## 给定任务
请用两句话概括下面这篇关于 Hadoop 测试的学习笔记。

## 原文
========================================================================

1. 程式人生 > >《Hadoop權威指南》學習筆記(三)

《Hadoop權威指南》學習筆記(三)

本博文是我學習《Hadoop權威指南》第5章的筆記,主要是裡面範例程式的實現,部分實現有修改

1 Mapper測試

需要使用mrunit這個jar包,在pom.xml新增dependency的時候,要新增classifier屬性不然下載不了jar包,根據自己hadoop-core的版本來確定

<dependency>
    <groupId>org.apache.mrunit</groupId>
	<artifactId>mrunit</artifactId>
	<version>1.1.0</version>
	<classifier>hadoop2</classifier>
	<scope>test</scope>
</dependency>

編寫測試類,測試,一切從簡,你也可以嚴格按照書上的來,注意引用MapDriver的時候有兩個引用,一個是mapreduce一個是mapred,根據自己的Mapper類是哪個版本來,mapred是老版本

package com.tuan.hadoopLearn.io.com.tuan.hadoopLearn.mapreduce;

import com.tuan.hadoopLearn.mapreduce.MaxTemperatureMapper;
import org.apache.hadoop.io.IntWritable;
import org.apache.hadoop.io.LongWritable;
import org.apache.hadoop.io.Text;
import org.apache.hadoop.mrunit.mapreduce.MapDriver;
import org.junit.jupiter.api.Test;

import java.io.IOException;

public class MaxTemperatureTest {
    @Test
    public void mapperTest() {
        Text input = new Text("1993 38");
        try {
            new MapDriver<LongWritable, Text, Text, IntWritable>()
                    .withMapper(new MaxTemperatureMapper())
                    .withInput(new LongWritable(), input)
                    .withOutput(new Text("1993"), new IntWritable(38))
                    .runTest();
        } catch (IOException e) {
            e.printStackTrace();
        }
    }
}

2 Reducer測試

在上面的類裡面再寫一個Reducer測試

    @Test
    public void reducerTest() {
        try {
            new ReduceDriver<Text, IntWritable, Text, IntWritable>()
                    .withReducer(new MaxTemperatureReducer())
                    .withInput(new Pair<>(new Text("1993"), Arrays.asList(new IntWritable(10), new IntWritable(5))))
                    .withOutput(new Text("1993"), new IntWritable(10))

========================================================================

## 所给条目
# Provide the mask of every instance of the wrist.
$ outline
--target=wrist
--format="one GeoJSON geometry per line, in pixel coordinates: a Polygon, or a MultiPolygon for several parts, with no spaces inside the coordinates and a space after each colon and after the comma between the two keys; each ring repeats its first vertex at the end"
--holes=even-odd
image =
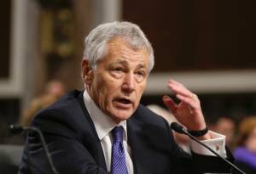
{"type": "Polygon", "coordinates": [[[207,126],[206,126],[204,129],[197,131],[188,129],[188,132],[196,138],[205,136],[208,132],[208,131],[209,129],[207,126]]]}

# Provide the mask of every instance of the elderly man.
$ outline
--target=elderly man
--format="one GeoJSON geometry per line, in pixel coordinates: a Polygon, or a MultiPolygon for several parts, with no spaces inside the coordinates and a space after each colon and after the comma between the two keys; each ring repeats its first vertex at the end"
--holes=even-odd
{"type": "MultiPolygon", "coordinates": [[[[38,113],[54,165],[61,174],[229,172],[218,158],[192,142],[193,155],[174,142],[169,125],[140,104],[154,67],[151,44],[129,22],[103,24],[89,34],[82,60],[84,91],[67,93],[38,113]]],[[[224,138],[207,132],[197,96],[170,80],[180,100],[163,101],[199,139],[227,157],[224,138]]],[[[51,173],[38,137],[28,134],[20,173],[51,173]]]]}

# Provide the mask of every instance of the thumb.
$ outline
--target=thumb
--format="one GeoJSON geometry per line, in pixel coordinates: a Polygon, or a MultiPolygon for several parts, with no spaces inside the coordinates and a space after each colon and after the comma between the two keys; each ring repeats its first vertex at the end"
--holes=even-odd
{"type": "Polygon", "coordinates": [[[174,101],[167,95],[165,95],[163,97],[163,102],[166,104],[166,106],[174,114],[176,112],[176,109],[177,108],[177,104],[174,103],[174,101]]]}

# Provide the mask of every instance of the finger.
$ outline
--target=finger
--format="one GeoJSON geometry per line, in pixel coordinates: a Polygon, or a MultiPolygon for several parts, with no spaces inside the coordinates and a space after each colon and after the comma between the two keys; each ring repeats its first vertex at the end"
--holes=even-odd
{"type": "Polygon", "coordinates": [[[174,101],[169,96],[165,95],[163,97],[163,102],[166,106],[172,112],[175,113],[177,108],[177,105],[174,103],[174,101]]]}
{"type": "MultiPolygon", "coordinates": [[[[194,94],[195,95],[195,94],[194,94]]],[[[196,95],[195,95],[196,96],[196,95]]],[[[191,97],[185,97],[180,94],[177,94],[176,97],[181,101],[185,103],[186,104],[189,105],[191,108],[197,108],[200,105],[199,100],[195,100],[191,97]]]]}
{"type": "Polygon", "coordinates": [[[168,87],[176,94],[183,95],[185,97],[191,97],[193,94],[182,84],[169,82],[168,87]]]}

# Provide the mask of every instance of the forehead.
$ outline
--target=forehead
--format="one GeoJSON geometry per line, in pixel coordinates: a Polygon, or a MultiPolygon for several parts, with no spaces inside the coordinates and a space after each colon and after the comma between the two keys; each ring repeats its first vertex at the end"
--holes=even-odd
{"type": "Polygon", "coordinates": [[[108,42],[107,59],[124,59],[148,64],[149,54],[146,48],[137,48],[121,37],[115,37],[108,42]]]}

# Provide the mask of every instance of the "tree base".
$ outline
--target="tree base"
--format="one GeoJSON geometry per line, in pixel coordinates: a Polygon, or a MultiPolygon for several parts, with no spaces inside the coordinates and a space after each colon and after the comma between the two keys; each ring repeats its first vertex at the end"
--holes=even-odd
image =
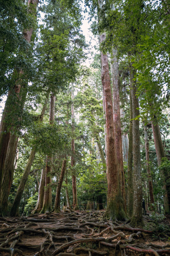
{"type": "Polygon", "coordinates": [[[126,221],[127,220],[123,208],[123,200],[117,196],[114,200],[110,200],[103,217],[111,221],[126,221]]]}
{"type": "Polygon", "coordinates": [[[132,217],[129,225],[133,227],[142,228],[144,226],[144,222],[142,219],[141,221],[138,221],[137,218],[132,217]]]}

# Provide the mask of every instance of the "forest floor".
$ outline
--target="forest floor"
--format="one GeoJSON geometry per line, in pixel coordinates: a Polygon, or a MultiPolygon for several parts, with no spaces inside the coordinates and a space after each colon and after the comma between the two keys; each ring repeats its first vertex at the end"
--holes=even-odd
{"type": "Polygon", "coordinates": [[[104,220],[102,211],[0,218],[0,255],[170,255],[170,219],[144,217],[143,229],[104,220]]]}

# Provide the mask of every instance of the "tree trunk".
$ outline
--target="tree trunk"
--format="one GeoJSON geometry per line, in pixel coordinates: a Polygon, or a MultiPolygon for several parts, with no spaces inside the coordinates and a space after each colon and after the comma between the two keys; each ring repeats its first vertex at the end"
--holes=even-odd
{"type": "MultiPolygon", "coordinates": [[[[72,119],[72,127],[73,135],[75,131],[74,122],[75,122],[75,109],[73,101],[74,99],[74,86],[72,84],[72,89],[71,92],[71,99],[72,104],[71,104],[71,119],[72,119]]],[[[76,185],[76,175],[75,169],[75,140],[73,139],[71,141],[71,166],[72,170],[72,182],[73,186],[73,208],[74,210],[78,209],[78,201],[77,196],[77,189],[76,185]]]]}
{"type": "MultiPolygon", "coordinates": [[[[44,116],[45,113],[45,111],[46,108],[46,106],[49,96],[49,93],[47,92],[46,99],[45,100],[44,104],[42,110],[41,115],[38,120],[39,122],[42,122],[43,121],[44,116]]],[[[17,216],[19,214],[19,209],[22,198],[22,195],[28,177],[30,174],[31,168],[34,159],[34,157],[36,154],[36,150],[34,148],[33,148],[30,153],[30,156],[28,158],[28,162],[26,164],[25,168],[23,174],[23,175],[20,182],[19,185],[17,190],[17,194],[15,195],[14,201],[11,210],[11,216],[17,216]]]]}
{"type": "MultiPolygon", "coordinates": [[[[125,112],[123,108],[120,108],[120,112],[121,118],[124,118],[125,116],[125,112]]],[[[124,131],[125,128],[125,123],[124,121],[122,121],[122,123],[123,125],[122,130],[123,132],[122,133],[122,139],[123,162],[125,162],[127,165],[129,149],[128,137],[127,135],[127,133],[124,131]]]]}
{"type": "Polygon", "coordinates": [[[43,168],[41,171],[40,182],[38,189],[38,197],[36,207],[32,211],[32,214],[40,212],[43,206],[44,196],[44,185],[45,178],[45,168],[43,168]]]}
{"type": "Polygon", "coordinates": [[[143,225],[142,188],[141,174],[139,120],[136,119],[139,115],[139,100],[137,97],[137,85],[134,81],[136,71],[130,67],[130,90],[131,91],[133,121],[133,206],[131,224],[143,225]]]}
{"type": "Polygon", "coordinates": [[[105,157],[104,155],[103,150],[101,147],[101,144],[100,140],[99,135],[98,134],[95,135],[95,136],[96,142],[97,143],[97,146],[98,147],[99,151],[100,153],[100,155],[101,158],[101,162],[103,164],[106,166],[106,162],[105,160],[105,157]]]}
{"type": "MultiPolygon", "coordinates": [[[[56,96],[52,93],[50,100],[50,124],[52,125],[54,124],[55,119],[55,104],[56,96]]],[[[45,179],[45,190],[43,208],[40,212],[41,213],[45,213],[52,210],[52,194],[51,184],[52,182],[50,174],[52,170],[52,155],[47,155],[46,162],[46,171],[45,179]]]]}
{"type": "Polygon", "coordinates": [[[132,217],[133,205],[133,132],[132,91],[130,91],[130,126],[129,130],[129,149],[127,162],[127,212],[129,217],[132,217]]]}
{"type": "Polygon", "coordinates": [[[87,203],[86,210],[94,210],[94,203],[93,201],[88,200],[87,203]]]}
{"type": "Polygon", "coordinates": [[[15,135],[10,136],[5,162],[4,173],[2,179],[0,205],[4,215],[9,215],[8,196],[13,182],[14,170],[14,162],[16,155],[18,137],[15,135]],[[6,189],[7,188],[7,189],[6,189]]]}
{"type": "Polygon", "coordinates": [[[65,182],[66,184],[65,195],[66,197],[67,206],[68,209],[71,209],[71,205],[70,205],[70,202],[69,198],[69,191],[68,191],[68,181],[67,180],[67,170],[66,171],[66,174],[65,174],[65,182]]]}
{"type": "Polygon", "coordinates": [[[66,158],[65,158],[65,159],[63,161],[62,170],[61,171],[60,178],[58,183],[58,186],[57,189],[56,196],[55,199],[55,202],[54,204],[54,211],[55,212],[59,212],[60,211],[60,201],[61,189],[62,188],[62,183],[63,183],[63,180],[64,179],[65,171],[66,170],[66,162],[67,162],[67,160],[66,160],[66,158]]]}
{"type": "Polygon", "coordinates": [[[34,159],[35,153],[36,149],[35,148],[33,148],[31,151],[25,169],[25,170],[23,175],[22,177],[21,181],[20,182],[17,194],[15,196],[14,201],[13,201],[13,206],[11,210],[10,215],[11,216],[18,216],[20,202],[21,200],[22,195],[24,190],[28,175],[30,174],[31,168],[34,159]]]}
{"type": "Polygon", "coordinates": [[[103,195],[99,195],[97,196],[97,210],[103,209],[103,195]]]}
{"type": "MultiPolygon", "coordinates": [[[[155,149],[157,156],[157,163],[158,166],[159,166],[161,163],[162,159],[165,157],[165,154],[162,143],[159,126],[156,117],[155,117],[154,119],[155,120],[154,121],[152,122],[152,128],[155,149]]],[[[164,171],[164,170],[162,171],[162,175],[164,178],[164,183],[163,185],[163,190],[164,191],[164,213],[165,214],[170,214],[170,185],[168,184],[168,181],[170,180],[170,177],[167,175],[167,172],[164,171]]]]}
{"type": "Polygon", "coordinates": [[[126,200],[125,186],[125,175],[123,166],[121,127],[120,115],[120,100],[119,90],[119,62],[117,59],[117,50],[113,48],[113,121],[115,135],[115,150],[117,159],[117,168],[120,182],[122,196],[124,203],[124,209],[126,210],[126,200]]]}
{"type": "Polygon", "coordinates": [[[154,198],[153,196],[153,186],[152,186],[152,181],[151,173],[151,168],[149,163],[149,140],[148,140],[148,132],[147,130],[147,126],[145,125],[144,123],[144,134],[145,134],[145,150],[146,154],[146,168],[147,168],[147,173],[148,175],[148,186],[149,186],[149,195],[150,197],[150,203],[152,204],[151,206],[151,210],[154,209],[154,207],[153,204],[154,203],[154,198]]]}
{"type": "MultiPolygon", "coordinates": [[[[99,3],[101,5],[101,3],[99,3]]],[[[105,40],[105,34],[100,36],[100,43],[105,40]]],[[[105,217],[112,220],[123,220],[126,214],[119,181],[114,141],[113,113],[107,56],[101,53],[101,81],[104,92],[107,134],[107,206],[105,217]]]]}
{"type": "MultiPolygon", "coordinates": [[[[29,12],[34,16],[36,16],[36,8],[38,2],[38,0],[31,0],[31,1],[29,0],[28,1],[29,12]]],[[[28,43],[31,41],[32,32],[33,28],[31,28],[30,29],[24,31],[23,32],[24,37],[28,43]]],[[[4,188],[2,189],[2,188],[3,180],[6,179],[6,177],[4,177],[4,175],[9,175],[11,176],[12,180],[13,179],[13,171],[12,170],[13,168],[11,169],[11,170],[12,170],[11,173],[9,173],[10,170],[8,170],[8,172],[6,173],[4,169],[5,168],[5,161],[7,157],[7,149],[10,142],[11,132],[13,131],[13,132],[15,134],[20,128],[18,127],[14,128],[15,122],[14,120],[16,117],[14,116],[15,113],[19,113],[19,114],[18,115],[17,117],[18,120],[19,120],[23,112],[25,98],[24,97],[24,99],[22,99],[23,95],[22,94],[26,94],[25,88],[24,88],[24,86],[23,87],[23,88],[21,86],[21,79],[22,79],[23,74],[23,70],[21,69],[19,70],[15,69],[13,72],[12,82],[13,82],[14,85],[12,85],[8,92],[0,126],[0,195],[2,194],[2,189],[4,191],[4,188]],[[21,90],[21,89],[23,89],[21,90]],[[12,113],[14,113],[14,115],[12,115],[12,113]]],[[[15,139],[16,140],[18,140],[17,136],[16,136],[15,139]]],[[[11,152],[12,145],[10,146],[11,152]]],[[[13,148],[14,151],[15,151],[15,145],[13,148]]],[[[13,152],[12,154],[13,156],[13,154],[15,154],[15,151],[14,152],[13,152]]],[[[8,168],[8,167],[7,167],[8,168]]],[[[9,167],[9,168],[11,168],[11,167],[9,167]]],[[[9,186],[7,186],[7,188],[9,188],[9,186]]],[[[6,190],[6,193],[8,193],[7,189],[6,190]]],[[[0,208],[2,209],[0,202],[0,208]]]]}

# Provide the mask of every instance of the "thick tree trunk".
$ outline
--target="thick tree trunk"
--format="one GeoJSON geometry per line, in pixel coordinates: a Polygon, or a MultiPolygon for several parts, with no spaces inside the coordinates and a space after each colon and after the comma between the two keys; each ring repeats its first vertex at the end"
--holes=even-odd
{"type": "Polygon", "coordinates": [[[62,170],[61,171],[60,178],[58,183],[58,186],[57,189],[56,196],[55,199],[55,202],[54,204],[54,211],[55,212],[58,212],[60,211],[60,202],[61,189],[62,188],[62,183],[63,183],[63,180],[64,179],[64,174],[65,174],[65,172],[66,168],[66,163],[67,163],[67,160],[65,158],[63,161],[62,170]]]}
{"type": "Polygon", "coordinates": [[[4,215],[8,215],[10,213],[8,209],[8,196],[13,182],[14,162],[18,141],[18,137],[15,135],[10,136],[5,162],[4,173],[0,197],[0,208],[4,215]]]}
{"type": "MultiPolygon", "coordinates": [[[[156,117],[152,122],[153,138],[155,143],[156,152],[158,166],[161,163],[162,159],[165,157],[164,146],[162,143],[161,133],[158,123],[156,117]]],[[[167,172],[164,170],[162,172],[162,175],[164,178],[163,190],[164,191],[164,202],[165,214],[170,214],[170,186],[168,184],[170,177],[167,175],[167,172]]]]}
{"type": "Polygon", "coordinates": [[[136,95],[137,85],[133,80],[136,71],[130,67],[130,90],[133,113],[133,207],[131,224],[143,225],[142,188],[141,174],[139,121],[136,117],[139,115],[139,100],[136,95]]]}
{"type": "MultiPolygon", "coordinates": [[[[125,116],[125,112],[121,108],[120,110],[120,117],[121,118],[124,118],[125,116]]],[[[122,149],[123,149],[123,162],[125,162],[127,165],[128,163],[128,150],[129,150],[129,142],[128,142],[128,137],[127,135],[127,133],[125,132],[124,131],[125,128],[125,123],[124,122],[122,122],[122,149]]]]}
{"type": "MultiPolygon", "coordinates": [[[[51,94],[50,100],[50,124],[52,125],[54,124],[55,119],[55,104],[56,96],[54,94],[51,94]]],[[[45,213],[52,210],[52,193],[51,184],[52,180],[50,174],[52,171],[52,155],[47,156],[46,162],[45,179],[45,190],[43,208],[41,213],[45,213]]]]}
{"type": "Polygon", "coordinates": [[[32,211],[32,214],[40,212],[43,206],[44,196],[44,194],[45,178],[45,168],[43,168],[41,171],[40,182],[38,189],[38,197],[36,207],[32,211]]]}
{"type": "Polygon", "coordinates": [[[149,195],[150,197],[150,203],[152,204],[151,206],[151,209],[153,210],[154,207],[153,204],[154,203],[154,198],[153,196],[153,190],[152,186],[152,181],[151,173],[151,168],[149,163],[149,140],[148,136],[148,132],[147,130],[147,126],[145,125],[144,123],[144,134],[145,134],[145,150],[146,154],[146,168],[147,168],[147,173],[148,175],[148,187],[149,195]]]}
{"type": "Polygon", "coordinates": [[[119,62],[117,59],[117,50],[113,48],[113,121],[115,135],[115,149],[117,159],[117,168],[119,171],[119,182],[122,196],[124,203],[124,209],[126,209],[126,201],[125,186],[125,175],[123,167],[121,127],[120,114],[120,100],[119,90],[119,62]]]}
{"type": "Polygon", "coordinates": [[[66,171],[66,174],[65,174],[65,182],[66,185],[65,188],[65,195],[66,197],[67,206],[68,209],[71,209],[71,205],[70,205],[70,202],[69,201],[69,191],[68,191],[68,181],[67,179],[67,170],[66,171]]]}
{"type": "MultiPolygon", "coordinates": [[[[45,113],[45,111],[46,108],[46,106],[48,100],[49,96],[49,93],[47,92],[44,104],[42,110],[41,115],[39,116],[39,119],[38,120],[38,121],[41,122],[43,122],[43,121],[44,116],[45,113]]],[[[21,178],[21,181],[20,182],[19,185],[14,198],[14,201],[13,202],[13,205],[11,210],[11,216],[17,216],[19,214],[19,209],[20,201],[22,198],[22,195],[28,179],[28,177],[30,173],[31,168],[34,159],[36,152],[36,149],[34,148],[33,148],[31,152],[30,155],[28,158],[28,162],[25,169],[23,175],[21,178]]]]}
{"type": "Polygon", "coordinates": [[[132,217],[133,205],[133,132],[132,91],[130,91],[130,126],[129,130],[129,149],[127,162],[127,212],[132,217]]]}
{"type": "MultiPolygon", "coordinates": [[[[100,4],[100,3],[99,3],[100,4]]],[[[100,43],[105,40],[103,34],[100,36],[100,43]]],[[[122,198],[114,141],[113,113],[112,95],[110,86],[109,68],[107,56],[101,53],[101,81],[104,92],[107,134],[107,206],[105,216],[112,220],[125,220],[126,214],[122,198]]]]}
{"type": "Polygon", "coordinates": [[[106,162],[105,160],[105,157],[104,155],[103,150],[102,149],[102,147],[101,147],[101,141],[100,140],[100,137],[99,135],[98,134],[95,135],[95,136],[96,140],[96,142],[97,143],[97,146],[99,149],[100,156],[101,157],[101,162],[103,164],[106,166],[106,162]]]}
{"type": "Polygon", "coordinates": [[[21,181],[20,182],[17,194],[15,196],[14,201],[13,201],[13,206],[11,210],[10,215],[11,216],[18,216],[20,202],[21,200],[22,195],[24,190],[28,175],[30,173],[31,168],[34,159],[35,153],[36,149],[35,148],[33,148],[31,151],[25,170],[23,175],[22,177],[21,181]]]}
{"type": "MultiPolygon", "coordinates": [[[[72,89],[71,92],[71,99],[73,101],[74,99],[74,86],[72,85],[72,89]]],[[[71,104],[71,119],[72,119],[72,131],[73,134],[74,133],[75,127],[75,109],[74,106],[74,103],[73,102],[71,104]]],[[[78,209],[78,201],[77,196],[77,189],[76,184],[76,175],[75,169],[75,140],[74,139],[71,141],[71,166],[72,169],[72,182],[73,187],[73,208],[74,210],[78,209]]]]}
{"type": "MultiPolygon", "coordinates": [[[[28,1],[28,10],[30,13],[31,13],[33,15],[36,16],[36,8],[38,5],[38,0],[29,0],[28,1]]],[[[24,37],[28,43],[30,43],[31,40],[31,35],[32,34],[33,29],[32,28],[24,31],[24,37]]],[[[20,116],[22,115],[23,112],[23,106],[25,100],[25,97],[22,99],[23,94],[25,94],[25,89],[24,88],[23,89],[21,84],[21,79],[22,76],[23,74],[23,72],[22,69],[19,71],[15,70],[13,72],[13,77],[14,82],[14,86],[13,85],[10,90],[9,90],[8,96],[6,102],[4,112],[2,115],[2,118],[0,124],[0,194],[1,195],[2,180],[6,179],[4,178],[4,175],[9,175],[11,177],[12,179],[13,179],[13,173],[9,173],[8,171],[6,173],[5,171],[5,161],[7,157],[7,149],[10,142],[10,138],[11,136],[11,132],[12,131],[14,133],[19,129],[19,128],[15,127],[15,121],[16,116],[14,117],[12,115],[12,113],[19,113],[18,115],[17,119],[19,120],[20,116]],[[15,110],[16,109],[16,110],[15,110]]],[[[16,140],[17,140],[17,137],[16,136],[16,140]]],[[[11,151],[12,145],[10,145],[10,150],[11,151]]],[[[15,151],[16,147],[13,147],[13,150],[15,151]]],[[[15,152],[13,152],[12,154],[15,154],[15,152]]],[[[10,170],[9,170],[10,171],[10,170]]],[[[13,171],[12,171],[13,172],[13,171]]],[[[9,186],[8,186],[7,187],[9,186]]],[[[2,189],[4,190],[4,188],[2,189]]],[[[7,193],[7,189],[6,190],[7,193]]],[[[0,208],[2,208],[2,205],[0,205],[0,208]]]]}

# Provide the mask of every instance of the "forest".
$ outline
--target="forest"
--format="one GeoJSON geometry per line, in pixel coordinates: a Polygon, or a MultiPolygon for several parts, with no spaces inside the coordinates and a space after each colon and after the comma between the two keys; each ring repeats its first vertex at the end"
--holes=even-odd
{"type": "Polygon", "coordinates": [[[170,0],[0,14],[0,255],[170,255],[170,0]]]}

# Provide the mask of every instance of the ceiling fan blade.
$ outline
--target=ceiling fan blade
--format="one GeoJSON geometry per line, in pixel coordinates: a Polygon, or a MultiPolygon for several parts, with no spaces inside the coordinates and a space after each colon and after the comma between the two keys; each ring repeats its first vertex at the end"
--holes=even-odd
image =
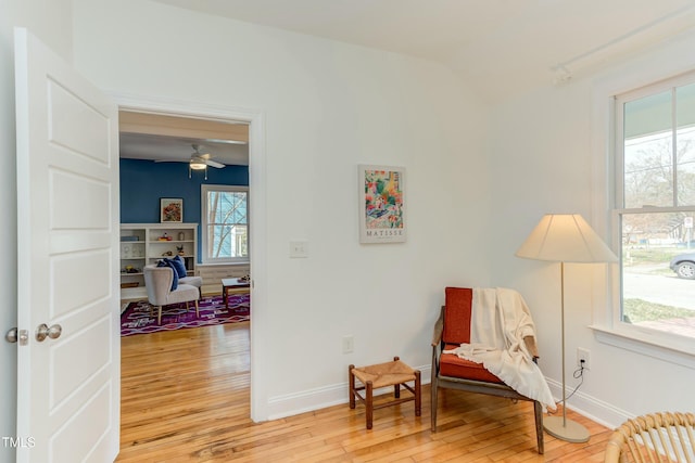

========================================================================

## 结果
这篇笔记记录了学习《Hadoop权威指南》第5章时对书中范例程序的实现，其中部分实现有所修改。编写 Mapper 测试需要 mrunit 这个 jar 包，在 pom.xml 中添加依赖时须根据 hadoop-core 的版本加上 classifier 属性，引用 MapDriver 时要按 Mapper 类的版本在 mapreduce 与旧版 mapred 之间选择，Reducer 测试则写在同一个测试类里。